-------- Given entries
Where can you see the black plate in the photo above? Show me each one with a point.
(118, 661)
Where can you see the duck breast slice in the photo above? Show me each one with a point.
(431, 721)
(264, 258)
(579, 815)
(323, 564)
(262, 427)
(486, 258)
----------------
*What you have to do*. The answer should be all the entries, restated with no word changed.

*Answer space*.
Where can you see the black plate in the photo above? Show me each one with a point.
(118, 661)
Where can you see the duck breast slice in the photo above? Show me each one with a point.
(431, 721)
(264, 258)
(579, 815)
(323, 564)
(262, 427)
(486, 258)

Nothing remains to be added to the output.